For nearly 30 years, a mobile clinic has made it easier for Alberta women to stay on top of their breast health closer to home.
Each year, the Screen Test Mobile Clinic rolls into 120 communities across Alberta, including 26 First Nation and Metis communities, to screen women for breast cancer through mammograms.
Up to 16,500 patients are seen annually at the mobile clinic operated by Alberta Health Services (AHS). Since Screen Test began, nearly 2,700 women have been diagnosed with breast cancer through its services, says Harmony McRae, Screen Test health promotion facilitator.
Many patients [who] come onto our trailer cannot drive or don’t have any kind of transportation.
– Priscila Barnes
“[Screen Test was created] to bring screening [to] where women [live] in rural communities, because a lot of women weren’t being screened properly. They didn’t have access to the equipment in their communities,” explains McRae, noting that one-in-eight women throughout the province are diagnosed with breast cancer.
Mammograms can often show evidence of breast cancer two to three years before a woman and her doctor can detect it. This early detection can lead to more successful treatments, says McRae.

********************

**INSTRUCTIONS TO FOLLOW:**
Continue the article about Alberta's Screen Test Mobile Clinic from the point where it stops.

********************

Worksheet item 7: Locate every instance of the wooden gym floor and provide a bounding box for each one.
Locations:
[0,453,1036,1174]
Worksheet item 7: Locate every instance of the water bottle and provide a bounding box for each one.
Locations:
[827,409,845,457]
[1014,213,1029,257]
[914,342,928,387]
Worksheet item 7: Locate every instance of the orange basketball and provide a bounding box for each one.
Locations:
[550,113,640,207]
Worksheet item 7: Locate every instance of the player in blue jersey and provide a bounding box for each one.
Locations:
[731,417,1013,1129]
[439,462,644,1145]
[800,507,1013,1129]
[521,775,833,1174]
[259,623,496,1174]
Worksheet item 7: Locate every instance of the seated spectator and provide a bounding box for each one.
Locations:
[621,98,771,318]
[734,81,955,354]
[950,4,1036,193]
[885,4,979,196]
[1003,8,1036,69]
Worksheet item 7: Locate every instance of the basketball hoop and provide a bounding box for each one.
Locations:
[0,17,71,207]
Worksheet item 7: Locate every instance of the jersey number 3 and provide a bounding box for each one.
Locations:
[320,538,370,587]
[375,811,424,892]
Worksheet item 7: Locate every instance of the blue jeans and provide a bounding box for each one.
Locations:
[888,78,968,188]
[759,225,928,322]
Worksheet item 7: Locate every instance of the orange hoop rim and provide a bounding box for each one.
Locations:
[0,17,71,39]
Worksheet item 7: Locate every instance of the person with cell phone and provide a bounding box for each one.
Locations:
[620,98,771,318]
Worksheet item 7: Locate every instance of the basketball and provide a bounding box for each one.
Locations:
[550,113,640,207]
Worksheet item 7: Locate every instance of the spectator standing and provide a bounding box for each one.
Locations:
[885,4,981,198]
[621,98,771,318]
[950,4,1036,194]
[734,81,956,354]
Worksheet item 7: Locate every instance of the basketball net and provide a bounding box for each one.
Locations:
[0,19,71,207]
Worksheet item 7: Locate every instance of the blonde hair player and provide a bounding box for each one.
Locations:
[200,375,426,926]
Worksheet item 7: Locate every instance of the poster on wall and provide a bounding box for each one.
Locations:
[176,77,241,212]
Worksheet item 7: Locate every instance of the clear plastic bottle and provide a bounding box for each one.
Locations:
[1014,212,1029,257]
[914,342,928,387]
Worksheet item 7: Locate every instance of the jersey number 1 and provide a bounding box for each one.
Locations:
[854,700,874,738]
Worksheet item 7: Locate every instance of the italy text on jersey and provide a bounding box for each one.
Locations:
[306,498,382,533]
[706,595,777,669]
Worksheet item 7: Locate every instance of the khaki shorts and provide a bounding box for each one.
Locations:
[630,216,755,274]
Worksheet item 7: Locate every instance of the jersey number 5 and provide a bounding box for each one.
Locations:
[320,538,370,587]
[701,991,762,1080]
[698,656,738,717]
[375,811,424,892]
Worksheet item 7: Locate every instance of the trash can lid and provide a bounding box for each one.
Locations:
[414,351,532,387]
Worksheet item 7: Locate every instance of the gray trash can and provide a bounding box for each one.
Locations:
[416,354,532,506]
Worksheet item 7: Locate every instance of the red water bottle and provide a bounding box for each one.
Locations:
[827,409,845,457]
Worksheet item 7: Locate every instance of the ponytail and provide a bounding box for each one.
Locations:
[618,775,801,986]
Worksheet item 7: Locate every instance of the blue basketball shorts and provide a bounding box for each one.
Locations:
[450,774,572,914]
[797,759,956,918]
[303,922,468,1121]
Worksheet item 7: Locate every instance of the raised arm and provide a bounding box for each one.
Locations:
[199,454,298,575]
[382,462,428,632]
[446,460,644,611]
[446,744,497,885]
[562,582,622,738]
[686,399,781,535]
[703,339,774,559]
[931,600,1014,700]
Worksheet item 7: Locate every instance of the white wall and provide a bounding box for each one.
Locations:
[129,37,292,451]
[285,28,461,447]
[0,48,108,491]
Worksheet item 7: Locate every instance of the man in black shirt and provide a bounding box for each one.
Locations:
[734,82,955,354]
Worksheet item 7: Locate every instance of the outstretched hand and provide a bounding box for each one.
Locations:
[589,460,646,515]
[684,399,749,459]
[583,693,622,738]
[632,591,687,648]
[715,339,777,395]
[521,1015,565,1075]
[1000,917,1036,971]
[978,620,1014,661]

********************

**TASK RESULT:**
Residents of rural communities are given advance notice when the mobile unit will be in town so they can book an appointment with Screen Test. When the patients arrive for their appointment, they enter the Screen Test trailer which is set up as a small clinic with all the screening equipment that is needed. Patients receive a short questionnaire about their family history and are taken to the mammography room, where a technologist captures at least two images of each breast. Within three weeks, the results from the imaging will be sent to the patient and her physician.
Priscila Barnes, one of the mammography technologists on board the Screen Test Mobile Clinic, says patients are grateful that the service comes to them. They say if it wasn’t available, they likely wouldn’t have the screening performed at all.
“Many patients [who] come onto our trailer cannot drive or don’t have any kind of transportation,” Barnes explains. “For some communities, getting a friend or family member to drive them into the city is a possibility. But for the vast majority, it isn’t, especially when the nearest city with a mammography machine is four hours away.”
According to Barnes, the cost of taking a day off work to travel for hours into the nearest city, along with the prospect of actually having to drive in the city, prevents many women from having a mammogram.
“I have heard it expressed many times that, if we did not come into their town, they would not take the day off to go into the city to have this test done,” she adds.
Barnes insists that Screen Test has saved the lives of numerous women. Not only has it allowed for the early detection of breast cancers, but it also allows the patients to spend less time away from their families and friends.
We want to encourage women [to get screened] by reminding them that screening really is important, that it does work, it does find cancer early, and that it can really improve the chance of surviv[ing] breast cancer.
– Harmony McRae
Today, about 90 per cent of Alberta women are surviving breast cancer, according to McRae.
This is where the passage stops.